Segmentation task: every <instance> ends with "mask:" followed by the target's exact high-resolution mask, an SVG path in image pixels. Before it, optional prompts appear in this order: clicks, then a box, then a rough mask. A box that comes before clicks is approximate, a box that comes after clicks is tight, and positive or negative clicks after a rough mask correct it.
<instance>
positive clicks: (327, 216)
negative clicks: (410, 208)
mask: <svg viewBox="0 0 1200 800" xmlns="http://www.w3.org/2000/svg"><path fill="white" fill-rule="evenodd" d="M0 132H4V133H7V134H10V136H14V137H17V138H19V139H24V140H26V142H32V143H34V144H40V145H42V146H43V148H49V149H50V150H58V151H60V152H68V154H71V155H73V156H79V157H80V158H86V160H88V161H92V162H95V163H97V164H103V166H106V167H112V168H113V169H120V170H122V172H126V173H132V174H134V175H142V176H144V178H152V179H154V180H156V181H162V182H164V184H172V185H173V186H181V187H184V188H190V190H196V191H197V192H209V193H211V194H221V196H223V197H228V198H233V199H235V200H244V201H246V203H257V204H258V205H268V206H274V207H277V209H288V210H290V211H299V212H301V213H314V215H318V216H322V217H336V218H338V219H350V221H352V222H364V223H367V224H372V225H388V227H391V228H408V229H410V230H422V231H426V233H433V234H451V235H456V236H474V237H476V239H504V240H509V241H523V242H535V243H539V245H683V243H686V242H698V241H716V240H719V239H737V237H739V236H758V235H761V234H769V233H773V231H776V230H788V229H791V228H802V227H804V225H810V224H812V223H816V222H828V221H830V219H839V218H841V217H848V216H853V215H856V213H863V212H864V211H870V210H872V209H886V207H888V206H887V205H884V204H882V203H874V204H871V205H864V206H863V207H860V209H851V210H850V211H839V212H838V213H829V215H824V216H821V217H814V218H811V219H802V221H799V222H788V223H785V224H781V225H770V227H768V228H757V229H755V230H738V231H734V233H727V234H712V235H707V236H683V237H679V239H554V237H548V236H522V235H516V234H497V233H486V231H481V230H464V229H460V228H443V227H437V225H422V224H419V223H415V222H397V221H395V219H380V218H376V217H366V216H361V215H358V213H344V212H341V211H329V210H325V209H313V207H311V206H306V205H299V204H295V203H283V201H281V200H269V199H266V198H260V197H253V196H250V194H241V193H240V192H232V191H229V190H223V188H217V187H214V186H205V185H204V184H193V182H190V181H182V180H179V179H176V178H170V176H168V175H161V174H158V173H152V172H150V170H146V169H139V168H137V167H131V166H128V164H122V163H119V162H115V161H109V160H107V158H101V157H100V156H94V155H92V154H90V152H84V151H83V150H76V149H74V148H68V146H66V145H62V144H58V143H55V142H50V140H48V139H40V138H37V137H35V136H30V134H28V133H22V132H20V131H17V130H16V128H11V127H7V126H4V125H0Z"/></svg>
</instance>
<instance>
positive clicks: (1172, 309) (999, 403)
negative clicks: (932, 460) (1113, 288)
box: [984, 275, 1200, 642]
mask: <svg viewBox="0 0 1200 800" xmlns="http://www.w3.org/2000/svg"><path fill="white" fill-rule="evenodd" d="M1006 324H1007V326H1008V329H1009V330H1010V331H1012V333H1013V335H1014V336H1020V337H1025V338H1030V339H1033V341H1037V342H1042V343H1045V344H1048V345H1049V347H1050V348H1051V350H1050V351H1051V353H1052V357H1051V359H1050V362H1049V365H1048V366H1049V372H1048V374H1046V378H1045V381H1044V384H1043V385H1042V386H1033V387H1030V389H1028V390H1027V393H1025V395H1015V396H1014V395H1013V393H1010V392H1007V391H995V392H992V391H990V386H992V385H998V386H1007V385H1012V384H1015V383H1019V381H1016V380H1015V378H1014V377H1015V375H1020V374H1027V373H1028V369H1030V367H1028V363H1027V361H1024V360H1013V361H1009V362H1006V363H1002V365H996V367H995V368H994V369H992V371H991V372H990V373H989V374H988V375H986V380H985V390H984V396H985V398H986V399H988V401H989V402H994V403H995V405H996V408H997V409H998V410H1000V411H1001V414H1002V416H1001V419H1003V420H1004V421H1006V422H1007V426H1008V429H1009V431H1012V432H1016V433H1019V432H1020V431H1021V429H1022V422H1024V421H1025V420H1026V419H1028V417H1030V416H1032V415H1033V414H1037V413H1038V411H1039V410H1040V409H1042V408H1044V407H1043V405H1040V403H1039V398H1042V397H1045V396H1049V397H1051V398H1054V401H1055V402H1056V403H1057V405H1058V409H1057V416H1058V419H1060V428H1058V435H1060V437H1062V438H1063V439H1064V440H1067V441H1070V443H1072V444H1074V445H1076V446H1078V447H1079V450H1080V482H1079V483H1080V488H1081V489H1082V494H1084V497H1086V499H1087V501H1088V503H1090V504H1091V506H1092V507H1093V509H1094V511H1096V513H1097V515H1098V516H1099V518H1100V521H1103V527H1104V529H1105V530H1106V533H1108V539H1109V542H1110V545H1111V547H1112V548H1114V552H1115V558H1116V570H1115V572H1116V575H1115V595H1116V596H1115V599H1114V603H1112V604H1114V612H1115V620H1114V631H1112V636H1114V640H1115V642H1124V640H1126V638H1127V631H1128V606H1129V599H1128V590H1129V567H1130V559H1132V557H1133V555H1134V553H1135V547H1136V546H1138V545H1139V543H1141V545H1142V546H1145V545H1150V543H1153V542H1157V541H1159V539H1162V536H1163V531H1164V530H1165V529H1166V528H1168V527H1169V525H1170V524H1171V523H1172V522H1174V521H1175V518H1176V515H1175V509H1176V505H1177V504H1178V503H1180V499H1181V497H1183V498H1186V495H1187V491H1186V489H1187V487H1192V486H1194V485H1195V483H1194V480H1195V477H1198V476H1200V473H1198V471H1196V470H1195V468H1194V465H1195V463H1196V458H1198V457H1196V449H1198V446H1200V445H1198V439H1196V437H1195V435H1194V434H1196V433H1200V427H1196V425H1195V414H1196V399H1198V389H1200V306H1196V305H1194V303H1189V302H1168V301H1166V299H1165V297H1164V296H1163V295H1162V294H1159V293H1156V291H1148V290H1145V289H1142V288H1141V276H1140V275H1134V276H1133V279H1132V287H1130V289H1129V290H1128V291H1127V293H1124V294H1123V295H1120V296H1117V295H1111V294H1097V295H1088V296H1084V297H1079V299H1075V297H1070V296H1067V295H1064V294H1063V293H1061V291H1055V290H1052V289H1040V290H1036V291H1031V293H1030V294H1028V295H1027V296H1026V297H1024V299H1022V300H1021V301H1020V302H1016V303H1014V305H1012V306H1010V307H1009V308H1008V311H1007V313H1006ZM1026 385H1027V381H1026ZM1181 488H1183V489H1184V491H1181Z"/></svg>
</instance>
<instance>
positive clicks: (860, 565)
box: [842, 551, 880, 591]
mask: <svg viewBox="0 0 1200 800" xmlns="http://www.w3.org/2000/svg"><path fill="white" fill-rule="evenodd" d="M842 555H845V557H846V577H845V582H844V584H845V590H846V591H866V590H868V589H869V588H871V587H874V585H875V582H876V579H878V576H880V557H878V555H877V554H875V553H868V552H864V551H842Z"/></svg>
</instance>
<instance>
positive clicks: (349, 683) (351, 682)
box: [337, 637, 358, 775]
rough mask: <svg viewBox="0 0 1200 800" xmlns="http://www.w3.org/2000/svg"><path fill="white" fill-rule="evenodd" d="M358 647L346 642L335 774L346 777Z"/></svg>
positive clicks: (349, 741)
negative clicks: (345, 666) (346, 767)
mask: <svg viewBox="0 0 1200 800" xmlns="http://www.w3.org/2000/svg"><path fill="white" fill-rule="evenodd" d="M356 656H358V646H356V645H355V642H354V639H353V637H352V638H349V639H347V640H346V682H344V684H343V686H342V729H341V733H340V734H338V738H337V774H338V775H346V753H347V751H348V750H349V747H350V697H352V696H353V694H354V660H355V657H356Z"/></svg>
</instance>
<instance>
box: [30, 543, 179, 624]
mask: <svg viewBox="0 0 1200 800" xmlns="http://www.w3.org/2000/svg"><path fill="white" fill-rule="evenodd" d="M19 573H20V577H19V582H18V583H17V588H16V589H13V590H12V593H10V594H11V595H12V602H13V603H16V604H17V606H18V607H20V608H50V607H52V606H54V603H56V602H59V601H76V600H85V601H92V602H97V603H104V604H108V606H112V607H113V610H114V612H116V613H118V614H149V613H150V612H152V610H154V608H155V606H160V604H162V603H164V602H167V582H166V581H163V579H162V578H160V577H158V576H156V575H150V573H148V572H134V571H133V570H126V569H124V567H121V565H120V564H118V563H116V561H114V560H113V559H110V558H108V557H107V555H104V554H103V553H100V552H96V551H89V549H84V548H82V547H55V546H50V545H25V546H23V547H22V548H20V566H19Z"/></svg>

■ Problem to work on: Return, from the data, each line that has the word "rough" in it.

■ Result below:
Segmentation task: every <instance> ends with "mask:" followed by the target's exact high-resolution mask, an SVG path in image pixels. Before it, optional prompts appear in this order: clicks, then a box, then a rough mask. A box that comes before clicks is approximate, a box that comes after clicks is tight, and positive or negative clicks after a rough mask correct it.
rough mask: <svg viewBox="0 0 1200 800" xmlns="http://www.w3.org/2000/svg"><path fill="white" fill-rule="evenodd" d="M358 647L346 642L335 774L346 777Z"/></svg>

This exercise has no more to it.